• _EXERCISE 1_
Using the Punjab election passage below, decide whether each statement agrees with it, answering yes or no and quoting the deciding words: (a) vote counting is set to start at 8 a.m. on Thursday; (b) the turnout was the highest of the last four assembly polls; (c) 93 of the candidates are women.
• _EXERCISE 2_
Extend the Punjab election passage below, picking up after its final sentence.

• _PASSAGE PROVIDED_
□ □ □
Chandigarh: All arrangements have been made for the counting of ballots at 66 locations for the 117-member Punjab assembly elections from 8 a.m. on Thursday, Chief Electoral Officer (CEO) S. Karuna Raju said on Wednesday.
He said three-tier security measures have been set up with deployment of 45 companies of Central armed police forces at all 117 counting centres. A total of 7,500 personnel will be deputed for the counting process in the state.
The CEO said that a 100-m radius around the counting centres has been declared a ‘pedestrian zone’ and no one will be allowed to drive in that zone.
Nearly 72 per cent of over 2.14 crore voters in Punjab turned out on February 20 to elect the 117-members House. This is the lowest voting percentage compared to three previous assembly polls.
A total of 1.54 crore people exercised their franchise out of which there were 81.33 lakh men and 73.35 lakh women. As many as 282 transgenders voted. These polls had the highest-ever 1,304 candidates in the fray.
Punjab has seen a multi-cornered contest with hot seats comprising Amritsar (East) from where Congress state unit chief Navjot Sidhu is in the race to retain it, and Dhuri from where AAP’s chief ministerial face Bhagwant Mann is trying luck for the first time.
The youngest in the political landscape is controversial crowd-puller candidate Sidhu Moosewala, while the eldest one is Shiromani Akali Dal (SAD) patriarch Parkash Singh Badal, 94.
In the Punjab polls, 1,304 candidates — 1,209 men, 93 women and two transgenders — are in the fray.
Of the 1,304 candidates — 231 are from national parties, 250 from state, 362 from unrecognised parties, and 461 independent candidates. A total of 315 contesting candidates are with criminal antecedents.
In the fray are three prominent parties — the ruling Congress, the Aam Aadmi Party (AAP) and the Sanyukt Samaj Morcha, and two alliances — the SAD-BSP and the BJP-Punjab Lok Congress (PLC).
The other hot seats include Patiala (Urban), the ‘royal’ bastion of Congress rebel Capt Amarinder Singh, whose fledgling PLC is contesting the polls in alliance with the BJP and SAD (Sanyukt); Chief Minister Charanjit Channi’s Chamkaur Sahib, a reserved seat that he has won three consecutive times.
□ □ □
• _Point-per-instance localization data_

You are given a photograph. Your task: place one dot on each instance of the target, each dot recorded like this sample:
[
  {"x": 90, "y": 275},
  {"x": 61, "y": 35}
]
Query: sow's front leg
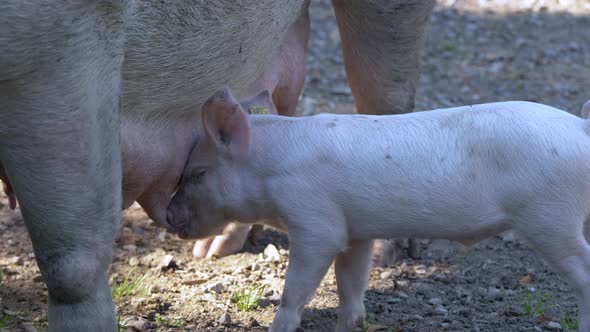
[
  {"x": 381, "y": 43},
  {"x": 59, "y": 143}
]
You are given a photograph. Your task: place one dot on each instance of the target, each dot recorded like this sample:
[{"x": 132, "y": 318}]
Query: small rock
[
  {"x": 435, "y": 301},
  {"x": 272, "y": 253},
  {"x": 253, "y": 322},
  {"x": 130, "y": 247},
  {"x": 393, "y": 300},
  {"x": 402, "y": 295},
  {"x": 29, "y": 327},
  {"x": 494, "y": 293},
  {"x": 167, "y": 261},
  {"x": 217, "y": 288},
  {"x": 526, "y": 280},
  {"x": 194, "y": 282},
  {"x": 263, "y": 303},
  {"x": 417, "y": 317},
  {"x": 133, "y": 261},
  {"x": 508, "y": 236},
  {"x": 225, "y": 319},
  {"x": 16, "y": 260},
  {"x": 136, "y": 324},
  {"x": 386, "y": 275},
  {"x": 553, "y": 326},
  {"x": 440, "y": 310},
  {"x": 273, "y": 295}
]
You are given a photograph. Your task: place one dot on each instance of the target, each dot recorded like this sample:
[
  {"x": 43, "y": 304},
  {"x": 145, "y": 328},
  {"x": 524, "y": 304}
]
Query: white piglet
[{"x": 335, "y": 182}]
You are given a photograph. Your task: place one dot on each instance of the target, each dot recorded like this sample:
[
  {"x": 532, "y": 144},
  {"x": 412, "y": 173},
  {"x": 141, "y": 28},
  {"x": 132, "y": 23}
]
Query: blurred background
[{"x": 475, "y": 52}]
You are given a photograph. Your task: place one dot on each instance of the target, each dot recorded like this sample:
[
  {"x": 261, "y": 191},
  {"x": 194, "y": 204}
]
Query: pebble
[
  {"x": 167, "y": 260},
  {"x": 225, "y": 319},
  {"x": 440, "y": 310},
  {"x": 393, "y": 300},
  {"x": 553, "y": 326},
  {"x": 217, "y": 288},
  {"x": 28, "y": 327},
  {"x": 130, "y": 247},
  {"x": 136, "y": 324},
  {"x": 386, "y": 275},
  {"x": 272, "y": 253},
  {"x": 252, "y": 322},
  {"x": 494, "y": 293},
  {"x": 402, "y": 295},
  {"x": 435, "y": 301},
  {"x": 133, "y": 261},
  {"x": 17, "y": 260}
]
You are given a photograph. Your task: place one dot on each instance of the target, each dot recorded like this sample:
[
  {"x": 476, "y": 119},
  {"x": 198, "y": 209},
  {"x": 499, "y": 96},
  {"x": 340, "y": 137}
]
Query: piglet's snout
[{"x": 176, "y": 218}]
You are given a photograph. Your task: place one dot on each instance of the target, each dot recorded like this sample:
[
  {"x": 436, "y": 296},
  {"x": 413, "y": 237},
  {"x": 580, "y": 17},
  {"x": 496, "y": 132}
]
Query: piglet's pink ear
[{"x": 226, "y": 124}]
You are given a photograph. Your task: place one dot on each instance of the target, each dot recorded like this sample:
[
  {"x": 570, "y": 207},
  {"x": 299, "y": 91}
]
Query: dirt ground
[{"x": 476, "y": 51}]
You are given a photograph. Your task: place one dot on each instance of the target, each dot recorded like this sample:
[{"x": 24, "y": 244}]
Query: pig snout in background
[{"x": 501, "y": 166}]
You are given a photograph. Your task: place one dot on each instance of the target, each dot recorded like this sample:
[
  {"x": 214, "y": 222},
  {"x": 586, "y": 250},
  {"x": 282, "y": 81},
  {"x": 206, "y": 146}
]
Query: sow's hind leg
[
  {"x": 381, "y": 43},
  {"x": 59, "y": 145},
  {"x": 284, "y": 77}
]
□ □ □
• _YOUR RESPONSE 1_
(a) Yes: "from 8 a.m. on Thursday"
(b) No: "This is the lowest voting percentage compared to three previous assembly polls."
(c) Yes: "1,209 men, 93 women and two transgenders"

• _YOUR RESPONSE 2_
Channi, the chief ministerial face who was elevated after Amarinder Singh’s resignation on September 18 last year, is the first Scheduled Caste Chief Minister of a state that is home to 32 per cent Scheduled Caste population, the highest in the country.
He is contesting from Bhadaur in Barnala district, a second seat, apart from Chamkaur Sahib.
Five-time Chief Minister Badal, 94, is SAD’s nominee from his bastion Lambi, while his son Sukhbir is contesting from his ‘safe’ seat Jalalabad that he won in 2017 with 18,500 votes by defeating his nearest rival Mann of the AAP.
Months after he came to the rescue of labourers walking back home in the days of Covid-19 lockdown, actor and philanthropist Sonu Sood himself was seen hitting the streets.
With folded hands and a smile on his lips, he was going from house to house in scores of villages drumming up support for his sister Malvika Sood Sachar contesting the polls from her hometown Moga on Congress ticket.
Leaving behind his celebrated tag of a top Punjabi rap singer with fans across the globe, singer-turned-actor-politician Sidhu Moosewala, who was booked for allegedly promoting gun culture and violence, is making his electoral debut as a Congress candidate from Mansa.
During campaigning, he does not hesitate to fold his hands and bow his head before the commoners to seek votes for the party.
Political observers told IANS that the BJP this time has focused on the Hindu dominated at least 23 constituencies as a political field with the immense potential for making Prime Minister Modi’s three election meetings.
Punjab’s Hindu stronghold constituencies include Pathankot, Dinanagar, Mukerian, Dasuya, Hoshiarpur, Phagwara, Ludhiana, Amritsar, Jalandhar, Ferozepur, Abohar, Fazilka and Rajpura where hoardings of Ram Temple of Ayodhya in backdrop with inscription of Ram Mandir and Jai Shri Ram have become a common sight.
In the 2017 Assembly elections, the Congress had won an absolute majority by winning 77 seats in the 117-member Punjab assembly and ousted the SAD-BJP government after 10 years.
The AAP had emerged as the second-largest party, winning 20 seats.
Shiromani Akali Dal (SAD) won 15 seats, while the BJP, which had a coalition government with the Akali Dal in Punjab from 2007 to 2017, secured three seats.